TEXT EXCERPT
From b101d27611dd42109f11b09ab3ba65dba91e6341 Mon Sep 17 00:00:00 2001
From: Robert Haas <rhaas@postgresql.org>
Date: Thu, 21 Jan 2016 14:33:07 -0500
Subject: [PATCH 2/3] contrib module test_group_deadlocks, not for commit.

Amit Kapila
---
 contrib/Makefile                                   |  1 +
 contrib/test_group_deadlocks/Makefile              | 19 ++++++++
 .../test_group_deadlocks--1.0.sql                  | 15 ++++++
 .../test_group_deadlocks/test_group_deadlocks.c    | 57 ++++++++++++++++++++++
 .../test_group_deadlocks.control                   |  5 ++
 5 files changed, 97 insertions(+)
 create mode 100644 contrib/test_group_deadlocks/Makefile
 create mode 100644 contrib/test_group_deadlocks/test_group_deadlocks--1.0.sql
 create mode 100644 contrib/test_group_deadlocks/test_group_deadlocks.c
 create mode 100644 contrib/test_group_deadlocks/test_group_deadlocks.control

diff --git a/contrib/Makefile b/contrib/Makefile
index bd251f6..ff3c54d 100644
--- a/contrib/Makefile
+++ b/contrib/Makefile
@@ -43,6 +43,7 @@ SUBDIRS = \
 		tablefunc	\
 		tcn		\
 		test_decoding	\
+		test_group_deadlocks	\
 		tsm_system_rows \
 		tsm_system_time \
 		tsearch2	\
diff --git a/contrib/test_group_deadlocks/Makefile b/contrib/test_group_deadlocks/Makefile
new file mode 100644
index 0000000..057448c
--- /dev/null
+++ b/contrib/test_group_deadlocks/Makefile
@@ -0,0 +1,19 @@
+# contrib/test_group_deadlocks/Makefile
+
+MODULE_big = test_group_deadlocks
+OBJS = test_group_deadlocks.o $(WIN32RES)
+
+EXTENSION = test_group_deadlocks
+DATA = test_group_deadlocks--1.0.sql
+PGFILEDESC = "test_group_deadlocks - participate in group locking"
+
+ifdef USE_PGXS
+PG_CONFIG = pg_config
+PGXS := $(shell $(PG_CONFIG) --pgxs)
+include $(PGXS)
+else
+subdir = contrib/test_group_deadlocks
+top_builddir = ../..

SHORT EXERCISE 1
In the patch, which change accounts for the single insertion listed for contrib/Makefile?
SHORT EXERCISE 2
Do these statements agree with the patch? (a) The patch is intended to be committed. (b) The new Makefile sets EXTENSION to test_group_deadlocks. (c) The patch is dated in 2016.
SHORT EXERCISE 3
Write the next lines of the patch, picking up after "top_builddir = ../..".

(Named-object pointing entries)
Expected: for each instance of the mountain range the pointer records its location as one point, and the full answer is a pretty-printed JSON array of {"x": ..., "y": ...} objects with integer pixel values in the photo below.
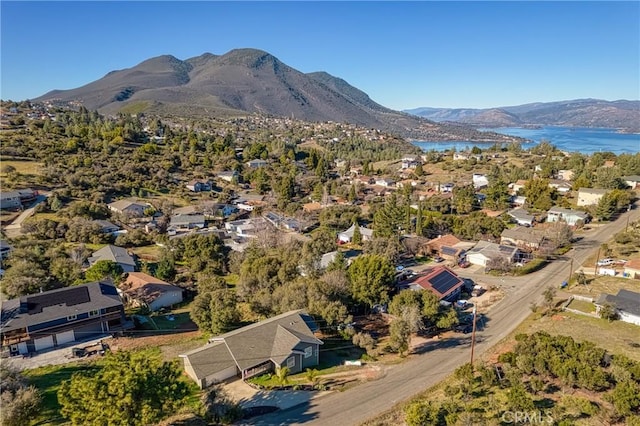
[
  {"x": 251, "y": 81},
  {"x": 622, "y": 114}
]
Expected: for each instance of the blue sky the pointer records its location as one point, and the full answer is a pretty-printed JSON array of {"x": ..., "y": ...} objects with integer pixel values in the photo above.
[{"x": 403, "y": 54}]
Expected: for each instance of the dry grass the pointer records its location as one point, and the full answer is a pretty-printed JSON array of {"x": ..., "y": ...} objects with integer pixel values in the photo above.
[
  {"x": 616, "y": 337},
  {"x": 23, "y": 167},
  {"x": 604, "y": 284}
]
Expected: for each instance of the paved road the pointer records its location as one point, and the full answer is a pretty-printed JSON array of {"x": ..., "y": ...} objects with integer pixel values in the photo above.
[{"x": 440, "y": 358}]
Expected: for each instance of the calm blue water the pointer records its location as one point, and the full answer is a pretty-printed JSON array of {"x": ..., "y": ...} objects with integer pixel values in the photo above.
[{"x": 585, "y": 140}]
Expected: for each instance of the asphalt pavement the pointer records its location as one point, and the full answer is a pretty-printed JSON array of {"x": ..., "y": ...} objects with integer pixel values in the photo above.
[{"x": 439, "y": 359}]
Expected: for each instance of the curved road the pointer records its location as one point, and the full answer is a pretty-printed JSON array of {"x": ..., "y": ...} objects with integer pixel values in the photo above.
[{"x": 440, "y": 358}]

TASK RESULT 1
The single insertion is the added line "test_group_deadlocks" in the SUBDIRS list of contrib/Makefile. It sits between "test_decoding" and "tsm_system_rows".

TASK RESULT 2
(a) No: "not for commit."
(b) Yes: "EXTENSION = test_group_deadlocks"
(c) Yes: "Date: Thu, 21 Jan 2016 14:33:07 -0500"

TASK RESULT 3
+include $(top_builddir)/src/Makefile.global
+include $(top_srcdir)/contrib/contrib-global.mk
+endif
diff --git a/contrib/test_group_deadlocks/test_group_deadlocks--1.0.sql b/contrib/test_group_deadlocks/test_group_deadlocks--1.0.sql
new file mode 100644
index 0000000..377c363
--- /dev/null
+++ b/contrib/test_group_deadlocks/test_group_deadlocks--1.0.sql
@@ -0,0 +1,15 @@
+/* contrib/test_group_deadlocks/test_group_deadlocks--1.0.sql */
+
+-- complain if script is sourced in psql, rather than via CREATE EXTENSION
+\echo Use "CREATE EXTENSION test_group_deadlocks" to load this file. \quit
+
+-- Register the function.
+CREATE FUNCTION become_lock_group_leader()
+RETURNS pg_catalog.void
+AS 'MODULE_PATHNAME'
+LANGUAGE C;
+
+CREATE FUNCTION become_lock_group_member(pid pg_catalog.int4)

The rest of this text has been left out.